===== SUPPLIED DATA =====

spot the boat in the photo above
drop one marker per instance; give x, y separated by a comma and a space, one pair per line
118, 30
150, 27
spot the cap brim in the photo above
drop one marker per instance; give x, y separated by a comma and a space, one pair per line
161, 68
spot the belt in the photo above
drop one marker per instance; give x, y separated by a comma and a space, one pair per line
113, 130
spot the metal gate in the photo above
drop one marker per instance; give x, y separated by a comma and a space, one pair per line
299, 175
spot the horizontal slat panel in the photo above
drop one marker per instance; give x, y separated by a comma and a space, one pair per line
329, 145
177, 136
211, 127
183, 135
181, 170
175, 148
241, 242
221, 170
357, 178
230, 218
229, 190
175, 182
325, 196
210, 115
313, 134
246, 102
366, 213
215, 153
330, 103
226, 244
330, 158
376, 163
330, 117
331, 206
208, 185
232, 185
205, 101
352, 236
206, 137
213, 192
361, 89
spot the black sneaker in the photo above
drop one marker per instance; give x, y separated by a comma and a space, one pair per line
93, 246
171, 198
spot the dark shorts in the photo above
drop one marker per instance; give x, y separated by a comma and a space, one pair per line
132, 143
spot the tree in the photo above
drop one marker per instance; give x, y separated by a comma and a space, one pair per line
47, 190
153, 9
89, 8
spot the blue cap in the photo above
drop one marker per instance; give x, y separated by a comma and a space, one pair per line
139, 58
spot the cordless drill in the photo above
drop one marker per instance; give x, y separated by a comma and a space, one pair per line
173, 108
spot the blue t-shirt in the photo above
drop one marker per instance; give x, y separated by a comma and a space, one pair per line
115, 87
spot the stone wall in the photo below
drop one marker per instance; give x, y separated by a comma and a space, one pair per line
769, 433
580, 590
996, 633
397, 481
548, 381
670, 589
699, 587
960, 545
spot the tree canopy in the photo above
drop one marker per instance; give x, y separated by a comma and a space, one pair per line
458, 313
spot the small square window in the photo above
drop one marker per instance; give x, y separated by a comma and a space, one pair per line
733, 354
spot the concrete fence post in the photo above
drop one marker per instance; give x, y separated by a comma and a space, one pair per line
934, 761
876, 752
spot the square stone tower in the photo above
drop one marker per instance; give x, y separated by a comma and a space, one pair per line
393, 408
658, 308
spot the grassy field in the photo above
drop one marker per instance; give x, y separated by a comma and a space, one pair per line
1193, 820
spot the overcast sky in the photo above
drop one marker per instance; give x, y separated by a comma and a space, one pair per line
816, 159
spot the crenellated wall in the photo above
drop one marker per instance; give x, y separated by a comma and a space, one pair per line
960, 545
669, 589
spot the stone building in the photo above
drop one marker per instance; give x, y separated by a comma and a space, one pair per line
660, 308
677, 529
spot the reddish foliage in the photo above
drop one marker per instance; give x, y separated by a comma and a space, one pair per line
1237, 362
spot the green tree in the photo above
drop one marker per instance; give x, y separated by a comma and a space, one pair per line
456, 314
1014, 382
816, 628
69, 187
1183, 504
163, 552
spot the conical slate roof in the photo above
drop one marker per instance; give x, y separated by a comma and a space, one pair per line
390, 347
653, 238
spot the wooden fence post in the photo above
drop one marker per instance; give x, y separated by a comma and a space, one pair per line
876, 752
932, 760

=====

— WHAT IS BEING ASKED —
Give the data again, exactly as it stands.

— TASK RESPONSE —
spot the boat in the photo above
drop one marker per instance; give x, y separated by a comma and a space, one pair per line
118, 30
150, 27
spot the cap brim in the photo above
drop one marker per instance; give x, y separated by a comma and a space, one pair per line
161, 68
spot the belt in the photo above
drop one marker per instance; give x, y separated by a comma and a space, one pair per line
113, 130
spot the metal gate in the photo above
drop one marker per instance; give x, y separated by a comma and a space, one pair per line
299, 175
spot the horizontal slat panel in the photo above
drop one marker per instance; give x, y separated by a comma and a space, one pair per line
329, 145
177, 136
211, 127
183, 135
181, 170
175, 148
241, 242
221, 170
357, 178
230, 218
229, 190
175, 182
325, 196
210, 115
313, 134
246, 102
366, 213
215, 153
330, 103
226, 244
330, 158
376, 163
330, 117
331, 206
208, 185
232, 185
205, 101
352, 236
206, 137
213, 192
361, 89
spot the black sneaker in the photo above
drop one marker per instance; give x, y separated by a comma and a space, one pair per line
93, 246
171, 198
spot the dark shorts in the photo above
drop one marker per instance; give x, y separated by a comma and a space, one pair per line
132, 143
spot the tree in the photo above
drop one marker per instance; give x, y separated by a comma and a space, one pair per line
47, 190
153, 9
89, 8
spot the blue cap in the photo above
drop one marker per instance; give x, y separated by a comma and a space, one pair per line
139, 58
spot the cordless drill in the photo above
drop one marker per instance; give x, y separated by a comma and a space, one pair per line
173, 108
spot the blue t-shirt in the photo above
drop one marker per instance; give x, y separated by a comma and a space, one pair per line
115, 87
spot the stone wall in the photo below
drop one marker per instance; give x, y separated by a comma and a space, one pair per line
769, 433
580, 590
996, 633
397, 481
548, 381
670, 589
699, 587
960, 545
spot the tree canopy in the photo above
drop one marker per instance; give x, y separated by a comma and a space, one pair per line
458, 313
spot the small square window in the photo above
drop one marker per instance; give x, y separated by a comma and a space, one pair per line
733, 354
spot the concrete fence post in the photo above
drop one marker per instance; give x, y separated by a comma and a space, one pair per line
934, 761
876, 752
spot the square stone tower in the photo above
drop one marker per instance; give x, y separated by a comma and a space, one pair per line
393, 408
658, 308
spot the grassy field in the photo above
drop one marker per instance; give x, y separated by a comma and a space, one pair per line
1193, 820
spot the overcast sky in the photo above
drop one marker per instance; give x, y separated by a comma and a space, one pair per line
816, 159
spot the crenellated wall in the photo above
drop one marker per instance; give x, y separated by a comma and a space, one pair per line
960, 545
669, 589
spot the stone building in the photo above
drop one marker per instance; give x, y separated by a comma and a space, one pair per line
660, 308
677, 529
spot the reddish foliage in the photo above
drop one marker per instance; give x, y separated by a comma and a space, one pair per line
1237, 362
spot the green tree in the photo above
drop one marker per instance; give x, y separated by a comma and a space, one pair per line
456, 314
1014, 382
816, 628
69, 187
1183, 504
163, 552
spot the conical slate roof in the photo above
drop one marker per instance; give x, y separated by a comma and a space, one pair per line
390, 347
653, 238
spot the wooden fence post in the photo above
drop one marker per instance; give x, y separated by a comma and a space, one pair per line
876, 752
932, 760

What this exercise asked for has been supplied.